** Exercise text follows **

You do not know what will happen tomorrow. For what is your life? It is even a vapor that appears for a little time and then vanishes away. James 4:14
Film and cameras – Watching What Developed
I have truly loved capturing the moment—especially my kids’ moments. You can always tell when a child is photographed often by the poise and charm they turn on the minute a camera comes out. Beginning with the box camera and the rolled film that had to be loaded into it—that’s how far back my own experience stretches. We’ve all seen the movies where the photographer got underneath a black cape attached to the camera and then a flash like an atom bomb goes off blinding the subject for days. Thankfully I wasn’t around for that. But my own knowledge of the progression of photography is nothing short of miraculous in terms of how far the automation of this art form has come.
Entering photos at the county fair using the box camera was a long process. Taking pictures until the roll was gone could sometimes take up to a month or more. Once the film was dropped off at the drugstore, I waited another week. Going back to the drugstore to retrieve the developed pictures was like waiting for Christmas to come. Hopefully there was at least one picture out of the roll of 12 or 24 that actually captured what I was hoping I saw. The negative of choice was taken back to the drugstore to be sent in for the enlargement, and then another week or more of waiting commenced. Matting the enlargement was the final touch before the achievement show in June and by then, I had at least two to three months invested in this one 4-H photo project. Procrastination was not an option back in those days.
My camera equipment thankfully improved over the years from the box camera, to the instamatic, to the 35mm; however, the film developing timeline didn’t change much. As a photographer for the high school yearbook, I had access to the school’s darkroom. I’m sure that room is a broom or storage closet today, but it was a magical room for me back then. Being able to develop my own film and watch the images come to life on the paper under the enlarger was like being a kid in the proverbial candy store. It was like taking the eggs, flour, and sugar and making them into a cookie—only I knew I had to be more patient with the developing chemicals then I was when I baked cookies.

** End of Exercise text **

→ **Required action A**:
Answer each question using the essay on film and cameras.
(i) Where was the film dropped off to be developed?
(ii) In what month was the achievement show held?
(iii) What position gave the writer access to the school's darkroom?
→ **Required action B**: Continue the essay on film and cameras from its last sentence, keeping its voice and subject.

** Extracted entries follows **

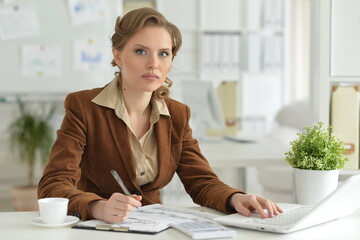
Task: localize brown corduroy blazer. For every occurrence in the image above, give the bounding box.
[38,88,241,220]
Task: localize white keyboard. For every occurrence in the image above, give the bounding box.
[248,206,312,226]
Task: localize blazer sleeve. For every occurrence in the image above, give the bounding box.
[177,106,244,213]
[38,94,103,220]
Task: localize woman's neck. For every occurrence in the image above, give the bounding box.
[122,85,152,117]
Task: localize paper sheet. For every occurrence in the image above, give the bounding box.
[0,6,40,40]
[78,204,216,232]
[73,38,111,71]
[68,0,109,25]
[21,45,62,77]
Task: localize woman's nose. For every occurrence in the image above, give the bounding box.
[146,54,159,69]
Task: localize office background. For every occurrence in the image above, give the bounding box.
[0,0,360,209]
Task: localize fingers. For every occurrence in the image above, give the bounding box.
[104,193,142,223]
[230,194,283,218]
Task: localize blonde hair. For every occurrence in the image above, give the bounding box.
[111,8,182,98]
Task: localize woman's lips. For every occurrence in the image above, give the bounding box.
[141,73,159,80]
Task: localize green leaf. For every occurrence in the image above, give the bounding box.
[285,122,349,170]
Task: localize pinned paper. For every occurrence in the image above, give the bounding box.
[22,45,62,78]
[68,0,109,25]
[0,6,40,40]
[74,38,111,71]
[2,0,17,5]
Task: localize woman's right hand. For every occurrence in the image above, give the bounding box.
[89,193,142,223]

** End of Extracted entries **

→ **Exercise result A**:
(i) At the drugstore.
(ii) June.
(iii) Photographer for the high school yearbook.

→ **Exercise result B**:
The skills I learned in the darkroom at the high school enabled me to continue to make images appear before my eyes in the lab at the community college for the newspaper there. When overnight turnaround for film developing came on the scene, I was blown away. So you can imagine how one-hour film developing was absolutely the ultimate high in my photographic endeavors.
Enter digital photography. WOW!!! It was not only like taking the bread and slicing it, but packaging sliced, buttered bread and feeding it to me with grapes, wine and cheese while I lounged on a chaise. I could see my images immediately without waiting for developing time; I could delete unwanted pictures with a push of a button, fix the dreaded red-eye, and I could manipulate images on the computer screen and even print images out with my own printer. With all the advances in this field and the decreasing costs of digital cameras, there is no reason why everyone shouldn’t be pictorially recording their own histories.
Over the years, I have also come to appreciate that understanding the effects of lighting is almost as essential as keeping up with the advancing technology. The same subject can be radically changed by a different light source or lighting angle. Likewise, the same outlook on life can be radically changed by whether or not we’re letting our own light shine. If we’re a light unto the world, our subjects will be more likely to be receptive to us.
Life is short. Preserve it--record it with pictures.